### EXERCISE INPUTS

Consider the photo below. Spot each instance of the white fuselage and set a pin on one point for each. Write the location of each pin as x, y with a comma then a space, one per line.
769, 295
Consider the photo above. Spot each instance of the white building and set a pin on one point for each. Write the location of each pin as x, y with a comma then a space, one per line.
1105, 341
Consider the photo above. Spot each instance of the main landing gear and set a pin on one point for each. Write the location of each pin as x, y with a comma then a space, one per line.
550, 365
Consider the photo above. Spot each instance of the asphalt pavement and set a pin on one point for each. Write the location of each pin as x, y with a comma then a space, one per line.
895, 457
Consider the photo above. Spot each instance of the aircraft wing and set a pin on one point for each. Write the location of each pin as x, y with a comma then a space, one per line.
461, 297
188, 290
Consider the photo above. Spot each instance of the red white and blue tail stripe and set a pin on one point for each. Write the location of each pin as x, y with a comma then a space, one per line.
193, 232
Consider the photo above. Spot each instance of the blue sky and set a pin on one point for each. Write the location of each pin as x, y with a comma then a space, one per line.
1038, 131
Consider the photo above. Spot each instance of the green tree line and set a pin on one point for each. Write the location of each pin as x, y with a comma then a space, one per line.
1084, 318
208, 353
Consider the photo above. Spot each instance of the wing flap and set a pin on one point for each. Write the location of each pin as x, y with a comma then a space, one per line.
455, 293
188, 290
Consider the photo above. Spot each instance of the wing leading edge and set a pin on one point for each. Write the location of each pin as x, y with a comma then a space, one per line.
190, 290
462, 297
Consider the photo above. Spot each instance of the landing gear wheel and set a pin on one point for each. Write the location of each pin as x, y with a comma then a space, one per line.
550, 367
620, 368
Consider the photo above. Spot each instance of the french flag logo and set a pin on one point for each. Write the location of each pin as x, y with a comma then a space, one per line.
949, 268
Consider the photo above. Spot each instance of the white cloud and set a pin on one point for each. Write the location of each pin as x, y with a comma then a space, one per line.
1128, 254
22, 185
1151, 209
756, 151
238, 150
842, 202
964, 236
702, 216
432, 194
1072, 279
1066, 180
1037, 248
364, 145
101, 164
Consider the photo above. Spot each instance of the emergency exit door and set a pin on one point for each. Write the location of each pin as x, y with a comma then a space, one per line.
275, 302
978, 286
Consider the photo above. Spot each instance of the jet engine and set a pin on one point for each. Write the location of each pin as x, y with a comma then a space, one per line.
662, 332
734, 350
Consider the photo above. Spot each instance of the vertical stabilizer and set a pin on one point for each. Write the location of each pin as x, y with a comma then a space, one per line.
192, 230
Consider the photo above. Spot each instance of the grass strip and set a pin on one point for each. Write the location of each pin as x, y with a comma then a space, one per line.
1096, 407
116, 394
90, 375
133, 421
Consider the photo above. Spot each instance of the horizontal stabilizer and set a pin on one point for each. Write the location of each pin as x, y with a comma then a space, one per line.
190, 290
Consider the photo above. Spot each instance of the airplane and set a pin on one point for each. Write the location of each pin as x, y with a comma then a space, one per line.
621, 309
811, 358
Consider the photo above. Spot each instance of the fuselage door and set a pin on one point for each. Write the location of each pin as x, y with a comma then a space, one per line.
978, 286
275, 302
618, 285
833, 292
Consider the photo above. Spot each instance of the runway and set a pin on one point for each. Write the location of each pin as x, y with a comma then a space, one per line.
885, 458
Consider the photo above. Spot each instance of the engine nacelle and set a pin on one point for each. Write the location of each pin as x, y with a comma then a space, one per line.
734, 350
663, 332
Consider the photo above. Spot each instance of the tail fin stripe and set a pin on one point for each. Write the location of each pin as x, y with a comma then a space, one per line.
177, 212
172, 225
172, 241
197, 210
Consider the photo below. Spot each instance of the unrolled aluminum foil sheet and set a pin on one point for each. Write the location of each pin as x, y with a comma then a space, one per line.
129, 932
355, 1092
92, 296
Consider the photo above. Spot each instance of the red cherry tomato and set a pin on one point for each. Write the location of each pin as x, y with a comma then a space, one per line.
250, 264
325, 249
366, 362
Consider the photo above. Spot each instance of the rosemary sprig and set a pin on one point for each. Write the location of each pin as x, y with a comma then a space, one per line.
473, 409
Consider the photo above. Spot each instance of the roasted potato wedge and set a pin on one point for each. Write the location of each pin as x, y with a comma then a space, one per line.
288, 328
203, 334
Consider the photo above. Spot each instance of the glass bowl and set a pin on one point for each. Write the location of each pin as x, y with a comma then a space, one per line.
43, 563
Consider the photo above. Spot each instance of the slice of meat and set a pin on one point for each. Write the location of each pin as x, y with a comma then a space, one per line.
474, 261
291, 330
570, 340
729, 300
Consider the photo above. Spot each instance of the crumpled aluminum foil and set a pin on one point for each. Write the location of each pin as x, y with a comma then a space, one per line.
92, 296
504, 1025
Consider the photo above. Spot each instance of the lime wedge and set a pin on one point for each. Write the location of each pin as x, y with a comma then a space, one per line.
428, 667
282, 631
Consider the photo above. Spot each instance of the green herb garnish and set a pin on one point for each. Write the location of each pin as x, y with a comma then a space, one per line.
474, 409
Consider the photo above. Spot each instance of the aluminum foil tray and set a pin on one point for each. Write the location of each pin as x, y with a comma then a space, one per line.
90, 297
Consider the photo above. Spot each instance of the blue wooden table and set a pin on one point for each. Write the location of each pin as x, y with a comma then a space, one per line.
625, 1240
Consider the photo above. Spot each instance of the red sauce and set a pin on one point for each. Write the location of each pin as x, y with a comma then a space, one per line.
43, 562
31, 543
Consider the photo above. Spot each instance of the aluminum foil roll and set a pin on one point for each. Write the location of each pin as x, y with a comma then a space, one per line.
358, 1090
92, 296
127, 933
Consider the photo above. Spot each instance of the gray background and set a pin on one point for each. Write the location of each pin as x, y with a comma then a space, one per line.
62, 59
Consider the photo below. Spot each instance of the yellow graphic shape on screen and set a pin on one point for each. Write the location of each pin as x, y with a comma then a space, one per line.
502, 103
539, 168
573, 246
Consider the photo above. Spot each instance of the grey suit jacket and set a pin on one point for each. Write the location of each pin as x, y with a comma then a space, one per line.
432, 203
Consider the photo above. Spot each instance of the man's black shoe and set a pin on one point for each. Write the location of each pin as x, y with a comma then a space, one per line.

######

#### CHALLENGE
Nothing should be left out: return all of the records exactly.

#### ANSWER
Consider the photo below. Spot each instance of the white fuselage and set a pin on one point for each. Write the location of each pin as x, y with a comma then a space, one per line.
769, 295
Consider the photo above. Spot each instance of the white building and set a pin on one point for each. Write the location of each pin as x, y with a comma then a space, one per line.
1105, 341
Consider the photo above. Spot each instance of the main landing gear and set a pin on one point for each. Write the location of each pin as x, y with a comma then a space, one per line.
550, 365
Consider the photo above. Spot each instance of the asphalt pavement and set a pin on one point for each. Write the location of each pin as x, y with a comma then a space, one per line.
895, 457
Consider the photo above. Spot each instance of the aircraft wing and set a pin on one point for each. Write the location of each pin as x, y with a comma then a space, one per line.
461, 297
188, 290
Consider the photo above. Spot each instance of the red white and blue tail stripe and set a pin on one point for each. Write the location of each pin as x, y with a comma then a space, one per line.
193, 232
Consider the photo above. Spot each instance of the blue sky and set a pin on one point for each. Write the location of each pin as x, y with a comma then a space, one per line.
1038, 131
Consider the photo above. Spot each instance of the green tree line and set a pin on one point for each. Write the location of each pin as x, y with a comma then a space, one per line.
1084, 318
208, 353
Consider the photo above. Spot each instance of the wing flap and set a pin on one point for each. Write the location of each pin as x, y with a comma then a space, one per line.
455, 293
188, 290
Consider the photo above. Spot each instance of the wing leading edge and set a pin on one point for each. Write the location of each pin as x, y with a comma then a space, one per line.
190, 290
462, 297
Consider the photo above. Spot each instance of the landing gear wheel and set a pin on one point for each. Write the location of each pin as x, y with a comma then a space, one per line.
550, 367
620, 368
Consider the photo above. Spot each instance of the french flag logo and set a pin on one point for each. Write the location of each pin as x, y with a comma then a space, one per line.
949, 268
Consider the photo above. Spot each instance of the white cloud and set a pin on one point for each. Write the location of each pin as x, y with a comma then a space, one per line.
1128, 254
22, 185
1151, 209
756, 151
238, 150
842, 202
964, 236
702, 216
432, 194
1072, 279
1066, 180
1037, 248
364, 145
101, 164
Consider the photo above. Spot each instance of the emergency exit door and set a pin on one point for each. Write the location of each pin as x, y with a comma then a space, one per line.
275, 302
978, 286
Consider the photo above. Spot each instance of the jet engine and set a pin on one point for each. Write the location of each pin as x, y with a comma then a space, one per line.
662, 332
734, 350
Consider the photo above. Spot each instance of the vertical stabilizer and set a pin on one point for each. Write the location of each pin as x, y with a comma then a space, one per line.
192, 230
Consider the photo above. Spot each instance of the grass strip and set a pin on one point for each. Write the location of each pin as x, y with a comma then a space, one per line.
1096, 407
116, 394
90, 375
133, 421
Consider the photo above. Spot each instance of the horizontal stabilizer and set a pin on one point for each. Write the location of each pin as x, y with a comma then a space, one per line.
190, 290
Consider the photo above. Spot each instance of the airplane and set a pin on one point for each. Write the location of each pin as x, y with a comma then a space, one per line.
621, 309
811, 358
Consider the photo above. Spot each instance of the fuselage door and set a pin on one point for each. Write the location of each pin as x, y with a comma then a space, one per line.
978, 286
275, 302
618, 285
833, 292
Consider the photo above. Spot each instance of the runway and set a pin on one point for each. Write the location of each pin as x, y with a comma then a space, one per line.
885, 458
Consider the photo above. Spot each instance of the engine nacelle and set a pin on one point for each. Write the location of each pin as x, y with a comma then a space, one per line.
734, 350
663, 332
Consider the photo above. Spot each instance of the tail fin stripe and set a pin on one point for each. Write the location of each pin as x, y with a comma then a space, one per line.
177, 212
172, 225
172, 241
197, 210
Consider the photo below. Spot each instance of the unrolled aluminum foil sheet and set a pin on one point for each. Write the location of each pin as x, y with a comma then a space, one per line.
129, 932
355, 1092
92, 296
Consider the photo above. Spot each instance of the red cherry tomato and set a pin on one point for each. Write the location of each pin as x, y with a comma then a space, one per line.
250, 264
325, 249
366, 362
Consider the photo above. Spot each instance of the rosemary sprig and set a pin on one point for each. Write the location of each pin as x, y with a comma then a space, one per line.
473, 409
Consider the photo above. Spot each instance of the roasted potato wedge and set a pin on one point for each. Write the location of each pin as x, y with a comma then a space, one per line.
288, 328
203, 334
Consider the photo above. Spot each instance of the glass bowl and set a pin on one point for each. Write the location of each pin as x, y with a comma then a space, one per line.
43, 563
Consider the photo above. Spot each instance of the slice of meat and set a pin on one point for each. Write the location of each pin as x, y with a comma then a space, one per line.
474, 261
291, 330
570, 340
729, 300
Consider the photo above. Spot each instance of the crumpled aluminum foil and set a pin on one point for each. Write the location of each pin as x, y with a comma then a space, one per line.
92, 296
504, 1025
Consider the photo above. Spot each instance of the lime wedge and set a pin on one point for each. Write the location of each pin as x, y with a comma then a space, one per line.
428, 667
282, 631
Consider the photo above. Spot each instance of the green herb garnish and set a pin on one point for each. Write the location of each pin as x, y with a comma then a space, one per line.
474, 409
Consider the photo above. Spot each instance of the aluminum foil tray and set a pin on one point for each. Write the location of each pin as x, y with a comma then a space, one per line.
90, 297
Consider the photo above. Spot each instance of the blue wooden table and set a pin on one point for each. Write the location of each pin as x, y with a comma then a space, one per line.
625, 1240
Consider the photo above. Spot each instance of the red sauce and set a pin on one point for each. Write the location of each pin as x, y with a comma then a space, one per line.
43, 562
31, 543
Consider the photo above. Spot each instance of the aluminum foil roll and set a pin on one point for each. Write the location of each pin as x, y with a comma then a space, one per line.
358, 1090
92, 296
127, 933
Consider the photo above. Spot each instance of the gray background and set a pin on one point for each. Write the location of each pin as x, y with a comma then a space, one per line.
62, 59
Consider the photo below. Spot each instance of the yellow graphic shape on screen and set a pin on one point for each. Write the location of each pin as x, y with a comma then a space, one per line.
502, 103
539, 168
573, 246
Consider the photo above. Spot each instance of the grey suit jacket and set a pin on one point for each. Write the location of each pin as x, y with a comma then a space, one per line.
432, 203
Consider the photo above. Spot each instance of the man's black shoe and set a pin on one point for each. Write the location of each pin as x, y with a comma then a space, one per line.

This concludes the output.